#### Text excerpt

In re [name omitted]: WAC 03 005 51836 (California Service Center January 18, 2005)

The denial of a research scientist’s petition was upheld on appeal. An academic scholarship did not constitute a nationally or internationally recognized prize or award for excellence in the field of endeavour, because ‘academic study is not a field of endeavor, but training for a future field of endeavor.’ Serving as a peer reviewer for journals in one’s field is routine for researchers and does not demonstrate sustained national or international acclaim. Finally, having great potential as a scientist is not the same as already having achieved the required acclaim.

In a comment with wide application, the AAO found recommendation letters from referees to be of limited value:

The opinions of experts in the field, while not without weight, cannot form the cornerstone of a successful claim. Evidence in existence prior to the preparation of the petition carries greater weight than new materials prepared especially for submission with the petition. An individual with sustained national or international acclaim should be able to produce unsolicited materials reflecting that acclaim.

Patents alone were also not enough, as ‘a patent is not necessarily evidence of a track record of success with some degree of influence over the field as a whole.’

In re [name omitted]: WAC 03 082 52096 (California Service Center February 14, 2005)

The AAO upheld the CSC’s determination that an alien had not proved that she had extraordinary ability as a ‘research assistant/graduate student.’ The reference letters produced in support of the petition were not particularly persuasive because they did not identify specific contributions made by the alien and explain how those contributions had influenced her field of activity. Rather, they simply discussed the importance of the project on which petitioner (and others) was working, provided general praise of the petitioner’s skills, and ranked her in relation to others in the field. Mere publication of articles, even in peer-reviewed journals, is not in itself evidence of extraordinary ability when one is in a field where publication is expected of all practitioners. Finally, merely showing talent is not sufficient to show that the alien is significantly above almost all others in her field.

In re [name omitted]: WAC 98 203 52577 (California Service Center March 7, 2005)

The alien’s petition was originally approved, but in connection with the alien’s Application to Register Permanent Residence or Adjust Status (I-485), the California Service Center revisited the issue and revoked its earlier approval. The AAO upheld the revocation. The alien claimed to have extraordinary ability as a senior software engineer. However, the published materials that did not mention the alien’s name were not probative, and a magazine from the university where he obtained his Ph.D. and which apparently did bear his name did not constitute ‘major media,’ In any event, the article dated nine years before the date of filing was too old to be evidence of sustained acclaim as of the date of filing. Work that he had performed more than nine years before the filing, and which was the subject of laudatory letters submitted with the petition, was also too old; ‘the petitioner needs to demonstrate sustained acclaim for those nine years.’ The AAO also found that petitioner’s evidence of acclaim consisted entirely of reference letters, and used the same language as in the January 18, 2005 decision above to state that reference letters written specifically for the petition have less weight that those that are pre-existing and unsolicited.

########
#### Available data

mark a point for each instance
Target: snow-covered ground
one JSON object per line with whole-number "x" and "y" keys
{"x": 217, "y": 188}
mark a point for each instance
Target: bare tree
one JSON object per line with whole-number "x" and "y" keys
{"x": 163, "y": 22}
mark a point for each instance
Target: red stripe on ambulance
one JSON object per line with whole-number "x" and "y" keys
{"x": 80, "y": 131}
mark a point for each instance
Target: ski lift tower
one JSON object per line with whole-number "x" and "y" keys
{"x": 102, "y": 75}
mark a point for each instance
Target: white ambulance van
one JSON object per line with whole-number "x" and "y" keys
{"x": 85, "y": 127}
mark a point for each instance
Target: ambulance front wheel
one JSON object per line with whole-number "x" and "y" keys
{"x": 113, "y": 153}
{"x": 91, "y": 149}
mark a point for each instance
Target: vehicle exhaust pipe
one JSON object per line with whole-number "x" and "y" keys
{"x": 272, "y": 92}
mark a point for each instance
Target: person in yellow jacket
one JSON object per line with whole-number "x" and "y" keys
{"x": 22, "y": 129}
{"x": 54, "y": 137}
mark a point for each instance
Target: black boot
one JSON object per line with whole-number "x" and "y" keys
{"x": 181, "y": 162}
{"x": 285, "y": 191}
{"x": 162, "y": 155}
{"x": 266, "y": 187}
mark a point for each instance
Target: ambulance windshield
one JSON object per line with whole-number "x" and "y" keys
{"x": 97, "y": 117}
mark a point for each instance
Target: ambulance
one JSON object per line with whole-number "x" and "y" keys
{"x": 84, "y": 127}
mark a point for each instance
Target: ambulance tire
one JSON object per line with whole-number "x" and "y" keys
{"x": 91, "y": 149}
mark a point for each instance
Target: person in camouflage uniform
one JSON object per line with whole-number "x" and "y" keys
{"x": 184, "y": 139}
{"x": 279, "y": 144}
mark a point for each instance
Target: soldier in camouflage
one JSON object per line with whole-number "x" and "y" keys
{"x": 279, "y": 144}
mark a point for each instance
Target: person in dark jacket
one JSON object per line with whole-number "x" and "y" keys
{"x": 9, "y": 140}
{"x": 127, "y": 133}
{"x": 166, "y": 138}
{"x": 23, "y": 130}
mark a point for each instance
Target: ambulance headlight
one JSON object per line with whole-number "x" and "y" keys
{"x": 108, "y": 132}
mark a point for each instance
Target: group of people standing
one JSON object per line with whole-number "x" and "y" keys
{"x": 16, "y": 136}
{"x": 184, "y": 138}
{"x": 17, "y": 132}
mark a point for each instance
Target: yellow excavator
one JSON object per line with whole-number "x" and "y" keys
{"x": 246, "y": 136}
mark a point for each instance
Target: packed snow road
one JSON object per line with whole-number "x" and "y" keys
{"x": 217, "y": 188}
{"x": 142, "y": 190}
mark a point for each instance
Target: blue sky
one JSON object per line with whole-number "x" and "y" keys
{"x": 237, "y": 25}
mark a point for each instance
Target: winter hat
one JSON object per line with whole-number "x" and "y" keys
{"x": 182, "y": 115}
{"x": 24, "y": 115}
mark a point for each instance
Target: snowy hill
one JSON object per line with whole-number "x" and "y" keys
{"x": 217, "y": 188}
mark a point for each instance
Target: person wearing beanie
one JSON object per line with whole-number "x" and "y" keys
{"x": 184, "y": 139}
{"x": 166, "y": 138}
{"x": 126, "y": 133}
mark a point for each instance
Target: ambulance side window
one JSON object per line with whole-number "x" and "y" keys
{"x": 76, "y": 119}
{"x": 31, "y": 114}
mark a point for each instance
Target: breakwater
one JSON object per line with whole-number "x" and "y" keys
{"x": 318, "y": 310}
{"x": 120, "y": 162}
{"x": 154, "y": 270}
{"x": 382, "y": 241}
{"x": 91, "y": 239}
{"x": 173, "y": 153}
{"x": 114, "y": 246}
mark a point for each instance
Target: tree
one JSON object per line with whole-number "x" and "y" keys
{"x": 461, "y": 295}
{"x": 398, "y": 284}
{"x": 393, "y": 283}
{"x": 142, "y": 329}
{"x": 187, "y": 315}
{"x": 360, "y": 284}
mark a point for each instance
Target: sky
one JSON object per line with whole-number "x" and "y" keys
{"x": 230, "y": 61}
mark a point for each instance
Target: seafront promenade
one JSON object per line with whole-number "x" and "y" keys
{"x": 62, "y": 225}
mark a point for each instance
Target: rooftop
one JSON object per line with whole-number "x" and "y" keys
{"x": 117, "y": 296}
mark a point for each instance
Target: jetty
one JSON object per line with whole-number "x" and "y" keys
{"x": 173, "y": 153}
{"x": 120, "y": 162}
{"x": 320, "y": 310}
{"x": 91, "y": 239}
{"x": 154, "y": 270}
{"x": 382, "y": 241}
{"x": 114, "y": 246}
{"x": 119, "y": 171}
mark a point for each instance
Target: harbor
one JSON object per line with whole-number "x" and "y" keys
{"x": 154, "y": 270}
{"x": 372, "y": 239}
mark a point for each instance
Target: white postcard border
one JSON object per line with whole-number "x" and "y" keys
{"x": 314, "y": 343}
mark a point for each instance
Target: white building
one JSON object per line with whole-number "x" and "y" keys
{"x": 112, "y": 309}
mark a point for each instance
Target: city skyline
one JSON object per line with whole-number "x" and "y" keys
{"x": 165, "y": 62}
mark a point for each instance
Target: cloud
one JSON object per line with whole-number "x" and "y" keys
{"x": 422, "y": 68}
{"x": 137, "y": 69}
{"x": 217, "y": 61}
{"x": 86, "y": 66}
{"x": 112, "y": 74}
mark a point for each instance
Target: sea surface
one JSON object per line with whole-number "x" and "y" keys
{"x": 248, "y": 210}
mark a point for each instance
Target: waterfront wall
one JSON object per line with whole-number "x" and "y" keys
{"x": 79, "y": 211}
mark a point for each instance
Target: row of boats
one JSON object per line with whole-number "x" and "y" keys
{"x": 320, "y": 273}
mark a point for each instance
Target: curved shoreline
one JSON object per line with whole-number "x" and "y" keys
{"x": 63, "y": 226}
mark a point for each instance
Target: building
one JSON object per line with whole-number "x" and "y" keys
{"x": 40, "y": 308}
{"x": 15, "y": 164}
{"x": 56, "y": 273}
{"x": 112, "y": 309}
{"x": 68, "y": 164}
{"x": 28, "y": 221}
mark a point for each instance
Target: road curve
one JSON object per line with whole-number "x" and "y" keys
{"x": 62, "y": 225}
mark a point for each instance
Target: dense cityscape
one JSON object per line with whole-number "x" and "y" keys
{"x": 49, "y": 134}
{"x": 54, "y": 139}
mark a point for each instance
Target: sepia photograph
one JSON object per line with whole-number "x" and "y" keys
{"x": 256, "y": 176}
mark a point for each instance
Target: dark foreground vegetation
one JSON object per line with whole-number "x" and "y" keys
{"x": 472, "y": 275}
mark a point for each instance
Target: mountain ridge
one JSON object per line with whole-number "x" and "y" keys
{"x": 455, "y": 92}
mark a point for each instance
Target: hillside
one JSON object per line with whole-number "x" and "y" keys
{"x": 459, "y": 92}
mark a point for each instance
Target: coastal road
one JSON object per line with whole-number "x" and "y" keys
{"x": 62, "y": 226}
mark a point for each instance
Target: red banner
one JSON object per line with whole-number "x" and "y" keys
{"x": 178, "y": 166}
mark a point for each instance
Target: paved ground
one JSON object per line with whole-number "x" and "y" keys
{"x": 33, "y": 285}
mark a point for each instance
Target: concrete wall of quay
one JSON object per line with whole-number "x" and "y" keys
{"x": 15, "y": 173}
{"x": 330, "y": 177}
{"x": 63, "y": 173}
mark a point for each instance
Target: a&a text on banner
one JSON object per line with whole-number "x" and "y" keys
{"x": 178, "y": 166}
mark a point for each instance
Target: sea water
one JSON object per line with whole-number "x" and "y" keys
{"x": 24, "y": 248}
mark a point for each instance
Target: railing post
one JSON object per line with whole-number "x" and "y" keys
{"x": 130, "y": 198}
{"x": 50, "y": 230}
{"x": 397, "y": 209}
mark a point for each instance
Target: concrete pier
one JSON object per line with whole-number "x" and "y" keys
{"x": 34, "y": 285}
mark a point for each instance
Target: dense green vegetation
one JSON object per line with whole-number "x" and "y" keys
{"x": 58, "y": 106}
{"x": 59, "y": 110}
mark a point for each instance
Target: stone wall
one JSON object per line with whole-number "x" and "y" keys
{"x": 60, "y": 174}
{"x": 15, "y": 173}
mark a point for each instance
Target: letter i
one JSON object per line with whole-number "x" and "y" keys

########

### Parts of the exercise
a: Render this sentence from the summaries of AAO decisions into Spanish: "Serving as a peer reviewer for journals in one’s field is routine for researchers and does not demonstrate sustained national or international acclaim."
b: In the summaries of AAO decisions, what occupation did the alien in the March 7, 2005 decision claim extraordinary ability in?

### Answers to the exercises
a: Actuar como revisor por pares de revistas en el propio campo es algo habitual para los investigadores y no demuestra un reconocimiento nacional o internacional sostenido.

b: Senior software engineer.